### ASSIGNED TASK
Reproduce exactly the lines of the material beneath, from the line that contains "8L187 41L229 36L247" to the line that contains "box: [0, 129, 6, 139]", both included, and no other lines.
----------
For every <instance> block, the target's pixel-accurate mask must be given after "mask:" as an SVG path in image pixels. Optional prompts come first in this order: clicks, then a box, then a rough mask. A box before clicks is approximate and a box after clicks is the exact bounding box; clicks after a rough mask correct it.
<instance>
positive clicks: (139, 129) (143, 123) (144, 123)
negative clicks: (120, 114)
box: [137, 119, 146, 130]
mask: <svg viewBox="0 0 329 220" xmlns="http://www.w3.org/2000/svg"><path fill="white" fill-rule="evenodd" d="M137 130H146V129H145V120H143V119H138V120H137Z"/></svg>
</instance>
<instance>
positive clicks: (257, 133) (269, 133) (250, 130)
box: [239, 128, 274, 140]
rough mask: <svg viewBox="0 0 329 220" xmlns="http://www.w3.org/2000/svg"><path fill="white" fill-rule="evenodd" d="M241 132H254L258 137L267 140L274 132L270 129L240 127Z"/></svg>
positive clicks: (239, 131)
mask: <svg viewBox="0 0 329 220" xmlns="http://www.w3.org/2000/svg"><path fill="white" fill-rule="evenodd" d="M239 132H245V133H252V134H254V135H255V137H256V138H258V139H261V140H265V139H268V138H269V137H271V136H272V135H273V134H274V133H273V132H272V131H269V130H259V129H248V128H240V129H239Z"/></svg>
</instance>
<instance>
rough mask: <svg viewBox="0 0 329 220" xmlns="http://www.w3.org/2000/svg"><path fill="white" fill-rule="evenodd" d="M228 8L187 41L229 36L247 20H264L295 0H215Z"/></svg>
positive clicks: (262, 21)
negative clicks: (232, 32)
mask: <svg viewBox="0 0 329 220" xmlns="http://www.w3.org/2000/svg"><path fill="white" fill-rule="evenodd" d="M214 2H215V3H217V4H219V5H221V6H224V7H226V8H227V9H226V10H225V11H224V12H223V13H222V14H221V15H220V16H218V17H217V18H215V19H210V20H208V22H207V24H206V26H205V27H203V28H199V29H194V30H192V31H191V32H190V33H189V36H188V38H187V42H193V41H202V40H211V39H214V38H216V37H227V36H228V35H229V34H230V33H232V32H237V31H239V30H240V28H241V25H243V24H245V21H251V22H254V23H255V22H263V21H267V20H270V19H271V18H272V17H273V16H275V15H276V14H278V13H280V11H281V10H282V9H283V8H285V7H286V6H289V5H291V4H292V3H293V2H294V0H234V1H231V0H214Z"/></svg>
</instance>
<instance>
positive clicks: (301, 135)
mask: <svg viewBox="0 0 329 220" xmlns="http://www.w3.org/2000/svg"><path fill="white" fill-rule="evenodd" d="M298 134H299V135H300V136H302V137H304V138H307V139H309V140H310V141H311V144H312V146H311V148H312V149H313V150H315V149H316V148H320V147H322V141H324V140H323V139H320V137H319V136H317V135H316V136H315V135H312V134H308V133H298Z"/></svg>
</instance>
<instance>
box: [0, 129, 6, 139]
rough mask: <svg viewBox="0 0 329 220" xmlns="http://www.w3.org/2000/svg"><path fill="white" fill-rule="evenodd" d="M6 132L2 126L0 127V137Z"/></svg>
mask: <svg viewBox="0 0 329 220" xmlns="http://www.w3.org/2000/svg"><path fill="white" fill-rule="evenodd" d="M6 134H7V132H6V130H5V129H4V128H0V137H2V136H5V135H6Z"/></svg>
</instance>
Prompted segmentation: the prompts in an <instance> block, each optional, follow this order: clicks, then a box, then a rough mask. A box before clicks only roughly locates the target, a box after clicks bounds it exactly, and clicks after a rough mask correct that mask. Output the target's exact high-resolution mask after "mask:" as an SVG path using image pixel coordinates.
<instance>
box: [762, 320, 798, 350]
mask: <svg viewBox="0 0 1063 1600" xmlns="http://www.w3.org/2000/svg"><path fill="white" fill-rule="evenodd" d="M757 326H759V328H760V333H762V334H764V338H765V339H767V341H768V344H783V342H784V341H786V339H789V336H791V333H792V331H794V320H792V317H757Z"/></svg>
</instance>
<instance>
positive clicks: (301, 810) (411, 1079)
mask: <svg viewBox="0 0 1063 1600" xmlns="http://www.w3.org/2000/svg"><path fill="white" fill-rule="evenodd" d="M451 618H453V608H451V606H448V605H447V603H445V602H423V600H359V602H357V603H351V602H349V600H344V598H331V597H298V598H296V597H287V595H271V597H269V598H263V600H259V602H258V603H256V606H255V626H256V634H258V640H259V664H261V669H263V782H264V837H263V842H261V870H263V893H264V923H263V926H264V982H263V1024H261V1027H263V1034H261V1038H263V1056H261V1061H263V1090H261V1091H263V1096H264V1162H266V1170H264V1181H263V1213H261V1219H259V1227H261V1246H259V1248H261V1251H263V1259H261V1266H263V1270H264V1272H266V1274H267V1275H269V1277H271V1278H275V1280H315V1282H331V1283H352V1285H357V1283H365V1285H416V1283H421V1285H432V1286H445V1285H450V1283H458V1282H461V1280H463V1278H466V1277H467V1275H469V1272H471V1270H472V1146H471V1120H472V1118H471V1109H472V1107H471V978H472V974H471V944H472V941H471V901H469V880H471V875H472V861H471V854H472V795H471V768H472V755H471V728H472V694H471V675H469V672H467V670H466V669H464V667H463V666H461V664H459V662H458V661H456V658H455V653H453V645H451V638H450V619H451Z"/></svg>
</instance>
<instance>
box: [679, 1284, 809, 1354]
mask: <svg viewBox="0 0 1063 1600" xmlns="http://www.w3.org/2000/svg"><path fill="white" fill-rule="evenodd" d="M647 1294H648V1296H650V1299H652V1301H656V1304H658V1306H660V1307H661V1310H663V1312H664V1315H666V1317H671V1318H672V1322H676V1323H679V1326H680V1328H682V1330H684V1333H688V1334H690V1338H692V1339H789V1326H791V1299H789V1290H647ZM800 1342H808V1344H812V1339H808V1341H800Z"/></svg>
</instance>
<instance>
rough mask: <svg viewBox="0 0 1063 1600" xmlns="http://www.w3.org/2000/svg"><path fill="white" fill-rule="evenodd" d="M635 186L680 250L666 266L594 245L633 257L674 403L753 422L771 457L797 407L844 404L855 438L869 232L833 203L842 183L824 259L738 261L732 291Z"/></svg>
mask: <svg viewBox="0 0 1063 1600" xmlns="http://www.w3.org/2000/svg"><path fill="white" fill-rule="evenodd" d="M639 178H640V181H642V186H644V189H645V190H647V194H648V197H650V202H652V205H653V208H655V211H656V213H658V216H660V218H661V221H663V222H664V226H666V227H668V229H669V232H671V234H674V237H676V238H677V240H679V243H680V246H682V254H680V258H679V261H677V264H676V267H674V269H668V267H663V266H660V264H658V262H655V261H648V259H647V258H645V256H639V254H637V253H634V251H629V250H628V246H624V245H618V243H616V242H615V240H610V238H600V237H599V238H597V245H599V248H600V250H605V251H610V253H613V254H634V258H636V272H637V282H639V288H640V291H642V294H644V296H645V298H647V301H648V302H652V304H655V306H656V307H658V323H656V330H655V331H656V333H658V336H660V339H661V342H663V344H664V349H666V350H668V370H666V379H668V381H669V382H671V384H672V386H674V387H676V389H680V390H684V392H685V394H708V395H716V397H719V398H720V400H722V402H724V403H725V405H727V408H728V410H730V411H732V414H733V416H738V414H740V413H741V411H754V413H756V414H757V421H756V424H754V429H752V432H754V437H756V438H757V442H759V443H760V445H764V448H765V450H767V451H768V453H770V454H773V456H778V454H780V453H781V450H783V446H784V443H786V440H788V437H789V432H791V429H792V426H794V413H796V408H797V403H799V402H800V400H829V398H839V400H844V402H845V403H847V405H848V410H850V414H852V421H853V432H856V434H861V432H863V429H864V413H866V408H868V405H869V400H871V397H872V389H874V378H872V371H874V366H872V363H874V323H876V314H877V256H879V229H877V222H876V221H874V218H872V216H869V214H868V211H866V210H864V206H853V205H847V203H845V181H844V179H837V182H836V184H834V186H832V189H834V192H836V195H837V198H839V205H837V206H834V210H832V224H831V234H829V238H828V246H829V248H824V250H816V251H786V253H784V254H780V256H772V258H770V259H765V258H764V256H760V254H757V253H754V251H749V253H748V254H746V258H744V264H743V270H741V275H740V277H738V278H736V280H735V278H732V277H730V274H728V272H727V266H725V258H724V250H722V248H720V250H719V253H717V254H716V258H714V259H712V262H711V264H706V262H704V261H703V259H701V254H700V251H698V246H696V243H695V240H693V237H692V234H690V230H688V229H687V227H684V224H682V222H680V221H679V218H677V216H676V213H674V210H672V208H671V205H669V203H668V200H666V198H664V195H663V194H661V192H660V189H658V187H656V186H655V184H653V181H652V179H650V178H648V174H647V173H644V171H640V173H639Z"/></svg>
----------
### TASK RESULT
rough mask: <svg viewBox="0 0 329 220" xmlns="http://www.w3.org/2000/svg"><path fill="white" fill-rule="evenodd" d="M228 8L187 41L229 36L247 20H264L295 0H215Z"/></svg>
positive clicks: (262, 21)
negative clicks: (232, 32)
mask: <svg viewBox="0 0 329 220" xmlns="http://www.w3.org/2000/svg"><path fill="white" fill-rule="evenodd" d="M214 2H215V3H217V4H219V5H221V6H224V7H226V8H227V9H226V10H225V11H224V12H223V13H222V14H221V15H220V16H218V17H217V18H215V19H210V20H208V22H207V24H206V26H205V27H203V28H199V29H194V30H192V31H191V32H190V33H189V36H188V38H187V42H193V41H202V40H211V39H214V38H216V37H227V36H228V35H229V34H230V33H232V32H237V31H239V30H240V28H241V25H243V24H245V21H251V22H254V23H255V22H263V21H267V20H270V19H271V18H272V17H273V16H275V15H276V14H278V13H280V11H281V10H282V9H283V8H285V7H286V6H289V5H291V4H292V3H293V2H294V0H234V1H231V0H214Z"/></svg>
</instance>
<instance>
positive clicks: (301, 135)
mask: <svg viewBox="0 0 329 220" xmlns="http://www.w3.org/2000/svg"><path fill="white" fill-rule="evenodd" d="M298 134H299V135H300V136H302V137H304V138H307V139H309V140H310V141H311V144H312V146H311V148H312V149H313V150H315V149H316V148H320V147H322V141H324V140H323V139H320V137H319V136H317V135H316V136H315V135H312V134H308V133H298Z"/></svg>
</instance>
<instance>
box: [0, 129, 6, 139]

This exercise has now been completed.